→ **WHAT YOU SHOULD DO**:
Both the line containing "Target: hilltop castle" and the last line of the listing are included: write out exactly the lines from one to the other.

---------- RECORD EXTRACTS

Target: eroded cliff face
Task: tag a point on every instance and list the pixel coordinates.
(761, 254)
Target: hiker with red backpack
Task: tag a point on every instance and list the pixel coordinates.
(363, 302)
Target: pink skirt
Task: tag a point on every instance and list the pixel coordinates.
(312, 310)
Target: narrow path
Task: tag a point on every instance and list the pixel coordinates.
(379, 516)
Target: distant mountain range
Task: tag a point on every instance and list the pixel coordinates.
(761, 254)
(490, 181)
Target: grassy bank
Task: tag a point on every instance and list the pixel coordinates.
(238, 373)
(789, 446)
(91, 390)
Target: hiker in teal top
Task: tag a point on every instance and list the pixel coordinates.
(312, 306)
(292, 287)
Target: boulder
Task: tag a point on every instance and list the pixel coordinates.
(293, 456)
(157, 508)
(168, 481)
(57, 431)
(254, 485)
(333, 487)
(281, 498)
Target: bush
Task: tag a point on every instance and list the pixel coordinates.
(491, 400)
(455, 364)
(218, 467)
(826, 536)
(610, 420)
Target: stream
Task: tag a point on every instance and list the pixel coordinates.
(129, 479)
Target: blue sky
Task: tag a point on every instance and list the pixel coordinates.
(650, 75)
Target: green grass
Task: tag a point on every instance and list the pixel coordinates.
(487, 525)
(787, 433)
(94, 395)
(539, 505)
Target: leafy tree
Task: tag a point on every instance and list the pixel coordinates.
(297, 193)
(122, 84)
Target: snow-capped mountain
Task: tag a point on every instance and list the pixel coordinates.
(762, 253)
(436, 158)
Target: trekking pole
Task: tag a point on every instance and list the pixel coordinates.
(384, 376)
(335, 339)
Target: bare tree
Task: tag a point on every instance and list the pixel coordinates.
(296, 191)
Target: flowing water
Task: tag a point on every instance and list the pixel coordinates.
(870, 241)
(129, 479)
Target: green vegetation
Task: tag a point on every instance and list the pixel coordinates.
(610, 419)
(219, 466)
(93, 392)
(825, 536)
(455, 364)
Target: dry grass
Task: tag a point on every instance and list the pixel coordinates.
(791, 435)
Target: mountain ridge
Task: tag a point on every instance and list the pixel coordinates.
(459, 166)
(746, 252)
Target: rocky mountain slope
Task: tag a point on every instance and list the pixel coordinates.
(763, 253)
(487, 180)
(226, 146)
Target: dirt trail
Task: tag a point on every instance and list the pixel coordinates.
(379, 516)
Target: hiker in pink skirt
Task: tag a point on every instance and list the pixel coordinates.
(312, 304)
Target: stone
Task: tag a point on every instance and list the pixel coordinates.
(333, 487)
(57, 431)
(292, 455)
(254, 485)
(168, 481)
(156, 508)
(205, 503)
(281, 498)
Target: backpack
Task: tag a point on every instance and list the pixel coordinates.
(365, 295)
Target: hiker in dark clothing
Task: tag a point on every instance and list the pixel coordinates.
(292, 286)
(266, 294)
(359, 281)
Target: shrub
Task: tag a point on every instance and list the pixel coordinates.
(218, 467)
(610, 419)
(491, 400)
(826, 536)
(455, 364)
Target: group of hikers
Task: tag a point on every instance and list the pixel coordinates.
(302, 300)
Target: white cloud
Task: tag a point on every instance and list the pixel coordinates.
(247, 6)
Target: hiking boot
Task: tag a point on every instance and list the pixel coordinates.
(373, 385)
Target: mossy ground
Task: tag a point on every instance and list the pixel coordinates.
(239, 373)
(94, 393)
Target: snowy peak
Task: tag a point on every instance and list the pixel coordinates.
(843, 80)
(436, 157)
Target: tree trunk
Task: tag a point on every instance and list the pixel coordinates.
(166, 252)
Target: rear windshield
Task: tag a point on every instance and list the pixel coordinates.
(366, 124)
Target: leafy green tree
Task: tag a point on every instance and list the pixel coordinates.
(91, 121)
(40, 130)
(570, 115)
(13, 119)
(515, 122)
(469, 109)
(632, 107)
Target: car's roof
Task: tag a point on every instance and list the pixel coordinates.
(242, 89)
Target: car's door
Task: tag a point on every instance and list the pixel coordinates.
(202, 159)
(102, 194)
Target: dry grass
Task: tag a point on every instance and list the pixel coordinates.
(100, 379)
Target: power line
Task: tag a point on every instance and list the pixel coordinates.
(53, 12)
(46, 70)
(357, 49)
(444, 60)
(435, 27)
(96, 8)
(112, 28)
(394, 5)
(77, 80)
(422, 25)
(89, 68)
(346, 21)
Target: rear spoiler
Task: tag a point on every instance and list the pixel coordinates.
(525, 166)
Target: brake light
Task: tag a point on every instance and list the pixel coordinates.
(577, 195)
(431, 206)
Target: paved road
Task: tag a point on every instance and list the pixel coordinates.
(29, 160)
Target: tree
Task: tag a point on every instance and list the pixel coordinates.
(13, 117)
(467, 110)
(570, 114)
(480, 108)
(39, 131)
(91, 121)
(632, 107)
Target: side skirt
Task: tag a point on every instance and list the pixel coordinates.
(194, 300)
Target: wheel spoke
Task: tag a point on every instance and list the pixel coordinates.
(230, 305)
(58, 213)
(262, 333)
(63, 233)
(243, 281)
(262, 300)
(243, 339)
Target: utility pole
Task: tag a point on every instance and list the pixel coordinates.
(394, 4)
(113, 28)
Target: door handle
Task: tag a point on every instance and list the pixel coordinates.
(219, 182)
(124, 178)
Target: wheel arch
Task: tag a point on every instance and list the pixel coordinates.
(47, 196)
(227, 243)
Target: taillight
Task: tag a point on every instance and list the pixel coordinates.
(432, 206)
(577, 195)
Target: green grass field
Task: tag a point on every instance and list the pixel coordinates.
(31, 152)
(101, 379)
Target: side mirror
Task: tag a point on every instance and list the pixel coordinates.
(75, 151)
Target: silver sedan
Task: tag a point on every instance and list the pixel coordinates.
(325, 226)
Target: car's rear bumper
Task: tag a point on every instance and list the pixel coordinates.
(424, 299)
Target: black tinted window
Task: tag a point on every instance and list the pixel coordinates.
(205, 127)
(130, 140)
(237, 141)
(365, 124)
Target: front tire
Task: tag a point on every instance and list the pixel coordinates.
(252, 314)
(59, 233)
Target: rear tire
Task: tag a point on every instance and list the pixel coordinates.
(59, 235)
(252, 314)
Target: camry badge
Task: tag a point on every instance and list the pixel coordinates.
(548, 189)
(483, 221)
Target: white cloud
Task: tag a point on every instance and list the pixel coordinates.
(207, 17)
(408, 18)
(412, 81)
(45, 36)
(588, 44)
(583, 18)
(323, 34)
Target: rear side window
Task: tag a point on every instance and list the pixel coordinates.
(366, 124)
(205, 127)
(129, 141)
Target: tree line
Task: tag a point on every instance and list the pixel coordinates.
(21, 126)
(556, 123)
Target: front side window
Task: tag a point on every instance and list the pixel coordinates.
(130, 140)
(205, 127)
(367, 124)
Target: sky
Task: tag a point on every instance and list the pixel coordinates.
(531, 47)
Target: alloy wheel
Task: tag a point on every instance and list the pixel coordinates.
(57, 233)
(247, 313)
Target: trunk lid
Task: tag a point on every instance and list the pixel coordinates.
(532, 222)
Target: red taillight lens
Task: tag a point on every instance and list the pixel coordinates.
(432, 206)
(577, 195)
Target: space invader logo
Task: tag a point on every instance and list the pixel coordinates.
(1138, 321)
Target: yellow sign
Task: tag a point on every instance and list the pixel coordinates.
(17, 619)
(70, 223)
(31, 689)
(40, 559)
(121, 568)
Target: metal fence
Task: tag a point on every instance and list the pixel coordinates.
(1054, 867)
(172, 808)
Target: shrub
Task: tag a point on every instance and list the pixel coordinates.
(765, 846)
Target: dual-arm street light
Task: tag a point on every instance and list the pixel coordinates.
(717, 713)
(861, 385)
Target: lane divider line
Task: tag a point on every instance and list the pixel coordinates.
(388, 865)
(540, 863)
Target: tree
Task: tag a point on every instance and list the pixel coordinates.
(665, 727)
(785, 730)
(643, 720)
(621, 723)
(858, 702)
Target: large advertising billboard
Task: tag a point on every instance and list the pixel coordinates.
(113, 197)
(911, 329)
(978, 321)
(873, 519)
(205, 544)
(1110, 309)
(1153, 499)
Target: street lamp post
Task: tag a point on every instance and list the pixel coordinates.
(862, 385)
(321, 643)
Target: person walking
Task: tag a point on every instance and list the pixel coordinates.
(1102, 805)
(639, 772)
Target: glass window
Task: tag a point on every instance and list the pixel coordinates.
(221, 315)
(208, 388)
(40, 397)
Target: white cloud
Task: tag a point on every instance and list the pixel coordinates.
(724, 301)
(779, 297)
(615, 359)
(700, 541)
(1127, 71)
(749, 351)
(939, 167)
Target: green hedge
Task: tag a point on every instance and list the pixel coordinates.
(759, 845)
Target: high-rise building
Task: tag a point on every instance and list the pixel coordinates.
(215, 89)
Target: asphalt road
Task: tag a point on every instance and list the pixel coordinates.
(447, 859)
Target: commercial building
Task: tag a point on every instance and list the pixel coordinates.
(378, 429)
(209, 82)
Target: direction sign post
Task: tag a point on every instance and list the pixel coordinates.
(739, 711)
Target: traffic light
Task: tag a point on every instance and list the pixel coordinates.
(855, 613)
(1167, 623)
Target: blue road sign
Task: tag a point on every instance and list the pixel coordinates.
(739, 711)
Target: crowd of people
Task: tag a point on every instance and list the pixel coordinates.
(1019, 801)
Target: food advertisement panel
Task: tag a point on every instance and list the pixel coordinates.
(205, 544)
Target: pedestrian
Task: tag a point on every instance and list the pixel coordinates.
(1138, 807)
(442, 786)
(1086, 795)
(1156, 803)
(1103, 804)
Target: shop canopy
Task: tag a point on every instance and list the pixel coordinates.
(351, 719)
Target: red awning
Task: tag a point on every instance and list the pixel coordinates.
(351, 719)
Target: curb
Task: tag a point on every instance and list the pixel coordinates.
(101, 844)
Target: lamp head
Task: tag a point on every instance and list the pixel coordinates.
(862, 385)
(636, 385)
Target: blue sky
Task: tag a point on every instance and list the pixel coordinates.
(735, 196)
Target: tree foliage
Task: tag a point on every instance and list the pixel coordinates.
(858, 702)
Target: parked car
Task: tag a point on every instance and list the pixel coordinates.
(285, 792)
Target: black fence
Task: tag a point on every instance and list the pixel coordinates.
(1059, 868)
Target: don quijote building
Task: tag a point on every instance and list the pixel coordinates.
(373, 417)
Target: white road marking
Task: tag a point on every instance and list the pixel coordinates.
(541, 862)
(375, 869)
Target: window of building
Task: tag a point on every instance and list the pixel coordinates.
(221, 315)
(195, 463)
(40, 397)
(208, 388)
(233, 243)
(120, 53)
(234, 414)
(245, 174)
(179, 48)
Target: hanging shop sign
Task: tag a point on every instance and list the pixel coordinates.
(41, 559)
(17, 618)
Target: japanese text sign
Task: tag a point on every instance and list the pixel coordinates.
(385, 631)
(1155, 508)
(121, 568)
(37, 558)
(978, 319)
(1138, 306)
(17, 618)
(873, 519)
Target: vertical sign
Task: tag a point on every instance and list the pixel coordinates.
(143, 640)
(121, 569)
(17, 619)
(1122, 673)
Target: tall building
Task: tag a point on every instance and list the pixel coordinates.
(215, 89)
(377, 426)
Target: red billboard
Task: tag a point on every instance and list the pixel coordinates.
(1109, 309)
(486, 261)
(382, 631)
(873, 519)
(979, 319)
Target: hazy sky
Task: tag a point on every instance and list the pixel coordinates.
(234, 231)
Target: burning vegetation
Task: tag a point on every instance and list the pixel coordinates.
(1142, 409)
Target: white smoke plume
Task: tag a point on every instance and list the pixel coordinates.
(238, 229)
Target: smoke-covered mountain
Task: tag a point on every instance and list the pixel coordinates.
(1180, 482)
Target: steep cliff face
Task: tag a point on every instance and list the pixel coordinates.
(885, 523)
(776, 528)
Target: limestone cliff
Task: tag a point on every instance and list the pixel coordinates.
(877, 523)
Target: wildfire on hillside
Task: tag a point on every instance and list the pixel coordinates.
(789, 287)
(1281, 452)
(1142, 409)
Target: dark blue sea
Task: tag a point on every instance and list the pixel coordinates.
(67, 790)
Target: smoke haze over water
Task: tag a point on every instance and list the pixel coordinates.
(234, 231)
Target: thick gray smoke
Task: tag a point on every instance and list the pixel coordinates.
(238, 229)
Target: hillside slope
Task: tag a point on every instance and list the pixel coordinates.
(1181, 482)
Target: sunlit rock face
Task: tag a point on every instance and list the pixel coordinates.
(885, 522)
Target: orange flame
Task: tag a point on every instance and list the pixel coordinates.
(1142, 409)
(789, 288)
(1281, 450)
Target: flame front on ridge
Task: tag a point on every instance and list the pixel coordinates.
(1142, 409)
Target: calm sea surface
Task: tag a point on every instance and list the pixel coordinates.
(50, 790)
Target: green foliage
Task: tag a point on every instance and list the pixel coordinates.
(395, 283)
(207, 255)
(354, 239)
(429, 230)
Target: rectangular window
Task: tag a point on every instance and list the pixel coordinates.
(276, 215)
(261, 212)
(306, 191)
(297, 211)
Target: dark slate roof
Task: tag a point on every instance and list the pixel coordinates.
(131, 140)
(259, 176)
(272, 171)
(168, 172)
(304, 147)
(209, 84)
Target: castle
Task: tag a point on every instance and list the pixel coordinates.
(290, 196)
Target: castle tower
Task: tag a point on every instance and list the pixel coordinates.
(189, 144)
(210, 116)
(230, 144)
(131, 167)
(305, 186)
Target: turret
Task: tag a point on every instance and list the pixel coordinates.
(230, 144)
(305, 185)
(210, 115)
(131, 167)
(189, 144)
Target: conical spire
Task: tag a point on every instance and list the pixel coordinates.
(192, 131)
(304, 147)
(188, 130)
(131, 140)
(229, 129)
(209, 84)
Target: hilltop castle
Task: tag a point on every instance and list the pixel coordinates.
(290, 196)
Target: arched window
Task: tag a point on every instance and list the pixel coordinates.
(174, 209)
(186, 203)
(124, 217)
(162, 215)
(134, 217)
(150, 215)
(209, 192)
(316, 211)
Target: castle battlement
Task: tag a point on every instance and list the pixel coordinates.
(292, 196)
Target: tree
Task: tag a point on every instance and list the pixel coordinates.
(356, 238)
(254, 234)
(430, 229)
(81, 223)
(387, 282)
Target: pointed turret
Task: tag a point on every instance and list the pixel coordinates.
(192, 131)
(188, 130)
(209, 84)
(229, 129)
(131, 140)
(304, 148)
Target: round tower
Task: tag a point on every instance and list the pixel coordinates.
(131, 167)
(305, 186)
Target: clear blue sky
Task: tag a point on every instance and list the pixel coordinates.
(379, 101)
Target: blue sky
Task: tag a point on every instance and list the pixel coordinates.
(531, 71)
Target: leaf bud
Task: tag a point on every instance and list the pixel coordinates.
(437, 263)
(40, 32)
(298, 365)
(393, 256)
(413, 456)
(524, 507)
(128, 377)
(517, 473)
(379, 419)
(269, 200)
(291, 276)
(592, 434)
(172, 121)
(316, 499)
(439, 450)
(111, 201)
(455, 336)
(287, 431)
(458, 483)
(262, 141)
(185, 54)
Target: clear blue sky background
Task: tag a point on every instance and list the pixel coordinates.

--------------------

→ **EXERCISE RESPONSE**:
Target: hilltop castle
Task: tag a point on every instance and list the pixel coordinates.
(290, 196)
Target: arched window
Task: tag a point on every instance and list the pixel coordinates.
(174, 209)
(186, 203)
(124, 217)
(162, 215)
(134, 217)
(150, 215)
(209, 192)
(316, 211)
Target: castle battlement
Task: tag a point on every instance and list the pixel coordinates.
(292, 196)
Target: tree
Task: tag a point on every instance and list the pixel coordinates.
(356, 238)
(254, 234)
(430, 229)
(81, 223)
(387, 282)
Target: pointed turret
Task: tag a point on every instance and list the pixel coordinates.
(192, 131)
(188, 130)
(209, 84)
(229, 129)
(131, 140)
(304, 148)
Target: round tower
Task: tag a point on every instance and list the pixel coordinates.
(131, 167)
(305, 186)
Target: clear blue sky
Task: tag a point on every instance and list the pixel coordinates.
(379, 101)
Target: blue sky
Task: tag a point on every instance and list the pixel coordinates.
(531, 71)
Target: leaf bud
Task: tag a point on every instance and list the pixel coordinates.
(437, 263)
(40, 32)
(298, 365)
(393, 256)
(413, 456)
(524, 507)
(128, 377)
(517, 473)
(379, 419)
(269, 200)
(291, 276)
(592, 434)
(172, 121)
(316, 499)
(439, 450)
(111, 201)
(455, 336)
(287, 431)
(458, 483)
(262, 141)
(185, 54)
Target: clear blue sky background
Task: tag a point on every instance and list the pixel coordinates.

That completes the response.